TASK
The word to look for is "above". Report every line of the entries below that has it.

DATA EXTRACTS
——————————
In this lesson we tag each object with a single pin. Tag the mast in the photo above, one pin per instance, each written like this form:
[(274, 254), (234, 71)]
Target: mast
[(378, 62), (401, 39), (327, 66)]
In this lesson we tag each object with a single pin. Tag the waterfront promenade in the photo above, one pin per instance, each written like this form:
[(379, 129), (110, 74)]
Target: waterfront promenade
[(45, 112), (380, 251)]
——————————
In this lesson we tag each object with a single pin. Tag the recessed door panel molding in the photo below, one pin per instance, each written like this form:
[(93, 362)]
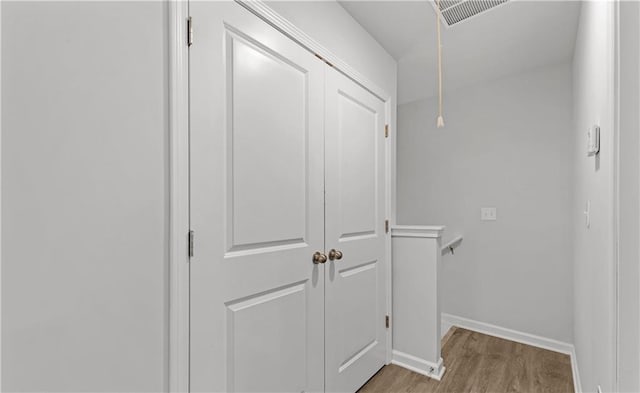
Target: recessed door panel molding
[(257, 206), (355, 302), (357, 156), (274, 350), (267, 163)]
——————————
RESULT FOR THIS EXERCISE
In this lesson we tag each object with a single pin. Tag the mast in the photo above, one pin per instance, each written like this form:
In this lesson we tag each object with a single pin. Tag the waterfront promenade in the photo above, one pin per instance, each written like this form:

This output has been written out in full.